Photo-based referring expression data
■ ■ ■ ■

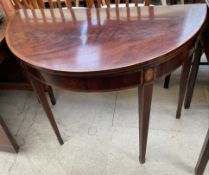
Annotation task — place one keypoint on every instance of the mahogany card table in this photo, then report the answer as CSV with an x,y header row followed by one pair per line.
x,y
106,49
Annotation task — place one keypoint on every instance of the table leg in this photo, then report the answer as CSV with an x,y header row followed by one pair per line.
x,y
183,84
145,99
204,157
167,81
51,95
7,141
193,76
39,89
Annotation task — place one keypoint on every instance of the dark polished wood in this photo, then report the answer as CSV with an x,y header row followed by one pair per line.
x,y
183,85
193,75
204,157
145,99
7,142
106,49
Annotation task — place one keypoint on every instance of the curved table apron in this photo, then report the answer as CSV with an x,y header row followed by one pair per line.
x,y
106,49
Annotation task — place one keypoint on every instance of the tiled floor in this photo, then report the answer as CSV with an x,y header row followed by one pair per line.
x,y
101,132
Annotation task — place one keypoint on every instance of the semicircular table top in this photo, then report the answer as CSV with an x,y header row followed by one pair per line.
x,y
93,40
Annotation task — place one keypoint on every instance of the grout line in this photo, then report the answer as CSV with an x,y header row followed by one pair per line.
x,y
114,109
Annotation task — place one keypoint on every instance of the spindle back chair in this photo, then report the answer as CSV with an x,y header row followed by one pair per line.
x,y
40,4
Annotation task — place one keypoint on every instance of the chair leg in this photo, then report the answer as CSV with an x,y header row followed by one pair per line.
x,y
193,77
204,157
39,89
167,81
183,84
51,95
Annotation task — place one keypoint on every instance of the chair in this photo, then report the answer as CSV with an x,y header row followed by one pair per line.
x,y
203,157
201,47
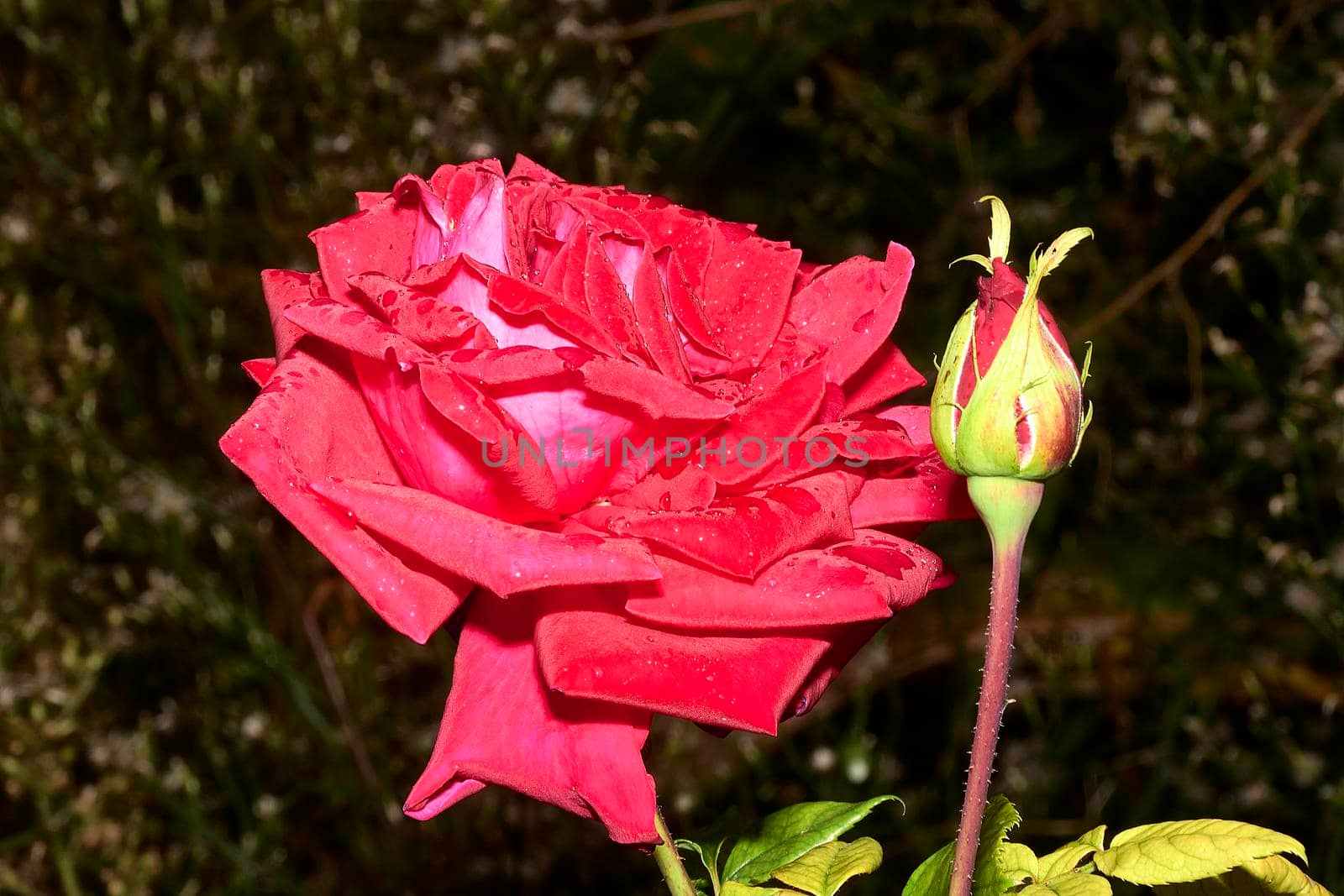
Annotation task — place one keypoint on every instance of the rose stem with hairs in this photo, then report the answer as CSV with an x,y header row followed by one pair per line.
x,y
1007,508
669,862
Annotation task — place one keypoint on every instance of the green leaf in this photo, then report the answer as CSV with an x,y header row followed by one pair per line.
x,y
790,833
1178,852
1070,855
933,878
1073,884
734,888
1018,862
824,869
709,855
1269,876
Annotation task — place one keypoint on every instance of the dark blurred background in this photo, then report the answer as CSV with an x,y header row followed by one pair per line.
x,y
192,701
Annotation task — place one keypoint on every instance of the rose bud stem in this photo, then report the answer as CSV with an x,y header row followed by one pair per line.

■ ■ ■ ■

## [TASK REQUIREMENTS]
Copy every record exactly, dropping the images.

## [EXERCISE RESULT]
Annotation task — place one keypoint on every instance of the mahogany card table in this photo, then report the answer as CSV with an x,y header row followed by one pair per line.
x,y
106,49
Annotation task — place one keypoint on every instance of the table leg in this photo, then report the answer as CSV with an x,y header row followed by one pair per line.
x,y
183,84
145,99
204,157
167,81
51,95
7,141
193,76
39,89
Annotation task — place one keypoint on every instance of the dark polished wood in this photo, then report the answer as CSV with an x,y header row followed by one pair per line.
x,y
183,85
193,75
204,157
145,99
7,142
106,49
Annotation task — place one keypoint on every instance of the curved table apron in this photo, then report the answer as CSV with an x,y header row followed by one pair per line.
x,y
106,49
Annotation task — place one keypoint on every instance of the tiled floor in this photo, then report the answer as CSV with an x,y header row followed by one pair per line.
x,y
101,132
Annotation task — place one keypoint on every instance of the semicircular table top in this photo, then report the answer as CSV with an x,y header row followed by one pair per line.
x,y
93,40
Annotation task — place one keypoint on every instance of the grout line in this photo, then report the answer as CSV with an x,y header row followed by one pair per line.
x,y
114,109
Annotation task — place one keypoint on every instance of the spindle back chair in this photo, then report the answer as CSV with an x,y header row followed by one pair per line.
x,y
40,4
Annotation task — place one keypoint on every instance of the chair leg in this photo, then report the answer as CSV with an x,y header row followed by one pair per line.
x,y
193,77
204,157
39,89
167,81
183,84
51,95
Annotation task — place one keypoint on every instance of the chair in this photo, then report the answer as CSV with an x,y header row followed by one pair per line.
x,y
203,157
201,47
Annotation task — place one keypoint on every instance of the rose stem with hairs in this photo, then report the answer as CSV with an x,y header row followed by one pair per line.
x,y
1007,508
669,862
Annotation task — place one keypoint on every instance of the green leaf in this photo, then report the answer as CSV with an x,y header row followed by one pair per line.
x,y
790,833
1178,852
1070,855
933,878
1073,884
734,888
1018,862
824,869
709,855
1269,876
Annotation task — place one keypoint on every instance of the dark blurred background in this photo, then report the answer as CSV with an x,y header row followed by one pair per line.
x,y
192,701
Annotation task — place one keypoint on every instance of the rose bud stem in this photo, then report the answer as CSV with an x,y header row followed by one pair per line.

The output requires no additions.